(Set task 1)
Print every line of the dataset entries rows character for character, with nothing changed.

Folks, just found this thread and hoping to get your insight.

 

While on a trip to Big Bend I was riding my friend's new '19 RT while he rode my '09 RT. In an attempt to keep up with me he twisted the throttle to the point that it broke both of the plastic throttle body cable ramps. Ordered the parts from Bing Agency USA and followed their instructions to count the turns on the factory set idle screws in order to properly seat the throttle plate on the new shafts. This is on both throttle bodies so I don't have a prior comparison to go from.

 

I have a GS911 and have observed that the stepper counts at idle once warmed are in the low 60's and not exactly the same. My question is how to get as close to the factory spec as possible without a flow meter? The local dealer mechanic expert had no advice other than buy a new TB which is out of the question.  Attached is a screen shot of the real time readings at warm idle. Appreciate any experience reseting these. Will use a Twinmax or similar to set the sync above idle. Thanks!

 

Funny story.. this happened 3 miles from where Paul Glaves lives down there and he drove over to meet me with an older throttle body he had to try rescuing me. Very small world and kind community. Thanks Paul, if you see this!

 

Andy --

 

 

Morning Andy

 

If you replaced those TB cams or cams/shafts before pre-measuring anything then you are really working in the dark at re-assembly.

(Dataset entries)

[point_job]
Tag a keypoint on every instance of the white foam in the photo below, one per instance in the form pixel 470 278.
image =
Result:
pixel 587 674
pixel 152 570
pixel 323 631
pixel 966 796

(Set task 2)
In the throttle body forum post above, translate the sentence "This is on both throttle bodies so I don't have a prior comparison to go from." into Spanish.

(Written answer 1)
[point_job]
Tag a keypoint on every instance of the white foam in the photo below, one per instance in the form pixel 470 278.
image =
Result:
pixel 587 674
pixel 152 570
pixel 323 631
pixel 966 796

(Written answer 2)
Esto ocurre en ambos cuerpos de aceleración, así que no tengo una comparación previa de la cual partir.